* BEGIN RAW RECORDS *

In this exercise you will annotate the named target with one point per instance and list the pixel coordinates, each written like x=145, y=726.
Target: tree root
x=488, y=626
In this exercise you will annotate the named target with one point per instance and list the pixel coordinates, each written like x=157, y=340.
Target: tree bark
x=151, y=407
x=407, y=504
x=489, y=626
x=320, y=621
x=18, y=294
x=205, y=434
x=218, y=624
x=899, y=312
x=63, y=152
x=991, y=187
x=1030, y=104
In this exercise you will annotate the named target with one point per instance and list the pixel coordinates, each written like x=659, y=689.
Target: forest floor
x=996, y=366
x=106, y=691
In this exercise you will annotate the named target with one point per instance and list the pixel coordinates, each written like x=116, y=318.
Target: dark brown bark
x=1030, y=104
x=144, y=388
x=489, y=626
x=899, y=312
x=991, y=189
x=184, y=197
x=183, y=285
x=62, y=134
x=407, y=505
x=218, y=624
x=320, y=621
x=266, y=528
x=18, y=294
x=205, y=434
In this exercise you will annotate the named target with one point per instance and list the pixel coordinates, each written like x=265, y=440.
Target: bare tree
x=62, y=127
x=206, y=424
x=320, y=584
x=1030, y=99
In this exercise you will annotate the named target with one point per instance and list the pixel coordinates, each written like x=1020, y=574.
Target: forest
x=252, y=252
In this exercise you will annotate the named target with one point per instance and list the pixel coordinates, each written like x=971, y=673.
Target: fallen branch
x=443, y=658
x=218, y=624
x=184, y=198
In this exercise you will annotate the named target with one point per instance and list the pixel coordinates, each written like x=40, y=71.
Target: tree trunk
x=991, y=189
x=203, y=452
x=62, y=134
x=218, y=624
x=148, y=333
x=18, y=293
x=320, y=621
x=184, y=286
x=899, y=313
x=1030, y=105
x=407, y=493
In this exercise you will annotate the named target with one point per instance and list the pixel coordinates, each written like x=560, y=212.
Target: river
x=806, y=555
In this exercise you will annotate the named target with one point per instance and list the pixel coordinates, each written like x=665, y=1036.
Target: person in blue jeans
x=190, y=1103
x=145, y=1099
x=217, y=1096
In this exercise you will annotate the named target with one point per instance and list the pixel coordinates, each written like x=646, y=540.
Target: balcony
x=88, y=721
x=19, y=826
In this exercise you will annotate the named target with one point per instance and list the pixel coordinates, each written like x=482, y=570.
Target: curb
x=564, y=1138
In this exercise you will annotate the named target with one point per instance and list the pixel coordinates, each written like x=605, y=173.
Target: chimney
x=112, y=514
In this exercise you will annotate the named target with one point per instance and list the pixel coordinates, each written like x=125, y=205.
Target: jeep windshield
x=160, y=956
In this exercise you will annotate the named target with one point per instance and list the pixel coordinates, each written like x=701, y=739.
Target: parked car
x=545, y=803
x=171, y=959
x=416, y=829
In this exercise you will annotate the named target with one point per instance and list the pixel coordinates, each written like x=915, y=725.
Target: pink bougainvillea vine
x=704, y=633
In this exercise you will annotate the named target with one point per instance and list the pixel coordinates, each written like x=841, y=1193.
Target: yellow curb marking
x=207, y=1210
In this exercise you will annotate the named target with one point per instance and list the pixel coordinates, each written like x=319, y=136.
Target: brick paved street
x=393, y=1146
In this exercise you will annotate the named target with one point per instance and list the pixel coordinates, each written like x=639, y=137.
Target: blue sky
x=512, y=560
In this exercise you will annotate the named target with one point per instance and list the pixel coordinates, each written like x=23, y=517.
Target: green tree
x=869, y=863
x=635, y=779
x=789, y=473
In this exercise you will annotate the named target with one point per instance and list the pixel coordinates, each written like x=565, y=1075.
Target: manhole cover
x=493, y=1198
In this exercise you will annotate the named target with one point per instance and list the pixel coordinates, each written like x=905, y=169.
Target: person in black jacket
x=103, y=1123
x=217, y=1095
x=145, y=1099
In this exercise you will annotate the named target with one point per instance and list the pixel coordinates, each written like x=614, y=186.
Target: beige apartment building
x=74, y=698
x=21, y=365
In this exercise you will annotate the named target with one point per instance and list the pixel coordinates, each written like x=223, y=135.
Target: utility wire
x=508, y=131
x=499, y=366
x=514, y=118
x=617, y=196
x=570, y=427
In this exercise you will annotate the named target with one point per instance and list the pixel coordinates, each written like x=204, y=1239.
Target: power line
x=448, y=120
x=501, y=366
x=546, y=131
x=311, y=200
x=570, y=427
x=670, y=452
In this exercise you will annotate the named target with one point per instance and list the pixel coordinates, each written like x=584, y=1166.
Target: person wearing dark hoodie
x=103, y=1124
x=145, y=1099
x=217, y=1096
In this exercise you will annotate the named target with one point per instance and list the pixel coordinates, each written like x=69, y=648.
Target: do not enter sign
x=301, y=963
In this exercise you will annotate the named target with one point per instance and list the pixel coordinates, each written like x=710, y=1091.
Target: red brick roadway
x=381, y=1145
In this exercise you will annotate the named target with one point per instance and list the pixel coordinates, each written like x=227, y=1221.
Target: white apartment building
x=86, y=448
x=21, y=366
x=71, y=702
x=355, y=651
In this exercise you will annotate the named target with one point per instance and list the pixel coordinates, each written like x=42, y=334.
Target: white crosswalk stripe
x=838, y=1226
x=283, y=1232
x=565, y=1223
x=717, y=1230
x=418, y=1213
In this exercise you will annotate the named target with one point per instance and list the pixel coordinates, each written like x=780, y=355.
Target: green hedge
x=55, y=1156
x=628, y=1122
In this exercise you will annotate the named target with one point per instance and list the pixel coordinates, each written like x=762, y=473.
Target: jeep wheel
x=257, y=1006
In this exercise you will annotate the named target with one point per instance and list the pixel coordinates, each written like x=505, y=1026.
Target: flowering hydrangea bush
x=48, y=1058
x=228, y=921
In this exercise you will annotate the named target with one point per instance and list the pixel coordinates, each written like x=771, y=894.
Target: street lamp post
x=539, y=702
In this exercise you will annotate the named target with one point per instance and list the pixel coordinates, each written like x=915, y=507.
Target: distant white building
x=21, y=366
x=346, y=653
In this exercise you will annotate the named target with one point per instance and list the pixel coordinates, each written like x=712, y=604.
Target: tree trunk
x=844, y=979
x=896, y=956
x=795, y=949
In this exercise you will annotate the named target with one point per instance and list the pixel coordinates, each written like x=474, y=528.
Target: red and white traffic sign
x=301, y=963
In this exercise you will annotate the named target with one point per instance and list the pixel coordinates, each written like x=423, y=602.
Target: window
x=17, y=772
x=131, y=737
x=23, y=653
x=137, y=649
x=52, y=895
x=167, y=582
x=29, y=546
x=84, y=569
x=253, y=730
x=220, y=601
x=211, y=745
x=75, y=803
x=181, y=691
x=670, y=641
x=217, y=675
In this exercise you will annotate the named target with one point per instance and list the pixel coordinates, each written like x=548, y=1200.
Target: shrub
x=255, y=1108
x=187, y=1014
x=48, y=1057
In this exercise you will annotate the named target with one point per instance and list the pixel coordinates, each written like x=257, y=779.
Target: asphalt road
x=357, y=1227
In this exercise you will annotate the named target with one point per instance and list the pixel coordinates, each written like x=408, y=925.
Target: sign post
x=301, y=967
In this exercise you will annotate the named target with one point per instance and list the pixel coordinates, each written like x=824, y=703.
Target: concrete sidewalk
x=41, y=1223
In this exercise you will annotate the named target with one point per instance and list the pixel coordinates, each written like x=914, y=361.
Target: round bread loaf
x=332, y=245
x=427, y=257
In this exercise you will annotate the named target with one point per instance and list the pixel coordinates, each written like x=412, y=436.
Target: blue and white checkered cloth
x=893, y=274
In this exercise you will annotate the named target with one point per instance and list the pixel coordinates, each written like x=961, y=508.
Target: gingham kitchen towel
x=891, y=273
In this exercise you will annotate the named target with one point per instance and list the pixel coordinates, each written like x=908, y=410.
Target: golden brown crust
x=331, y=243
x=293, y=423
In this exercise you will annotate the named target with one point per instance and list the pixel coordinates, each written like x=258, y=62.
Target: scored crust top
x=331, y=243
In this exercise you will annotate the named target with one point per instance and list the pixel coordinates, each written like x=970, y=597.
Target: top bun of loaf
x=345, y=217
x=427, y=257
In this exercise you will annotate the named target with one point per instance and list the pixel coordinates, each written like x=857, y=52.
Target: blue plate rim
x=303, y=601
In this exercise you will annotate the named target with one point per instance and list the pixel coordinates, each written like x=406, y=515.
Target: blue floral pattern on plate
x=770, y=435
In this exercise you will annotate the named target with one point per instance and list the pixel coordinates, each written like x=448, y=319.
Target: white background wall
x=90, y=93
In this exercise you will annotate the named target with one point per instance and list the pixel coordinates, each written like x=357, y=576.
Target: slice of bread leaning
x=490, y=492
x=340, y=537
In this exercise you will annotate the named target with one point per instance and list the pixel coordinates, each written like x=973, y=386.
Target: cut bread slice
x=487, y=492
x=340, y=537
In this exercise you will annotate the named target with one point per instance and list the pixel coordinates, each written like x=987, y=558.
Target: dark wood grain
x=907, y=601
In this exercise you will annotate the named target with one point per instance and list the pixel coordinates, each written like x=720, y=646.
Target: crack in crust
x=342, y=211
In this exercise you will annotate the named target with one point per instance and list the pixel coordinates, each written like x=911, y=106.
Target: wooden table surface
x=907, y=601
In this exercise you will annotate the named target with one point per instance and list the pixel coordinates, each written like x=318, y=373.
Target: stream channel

* END RAW RECORDS *

Copy the records word for word, starting at the line that contains "like x=227, y=1221." and ending at the line that contains "x=355, y=651", with both of those lines included.

In this exercise you will annotate the named target with one point per instance and list the pixel coordinates, each written like x=227, y=1221.
Target: white apartment building
x=86, y=448
x=21, y=366
x=71, y=702
x=355, y=651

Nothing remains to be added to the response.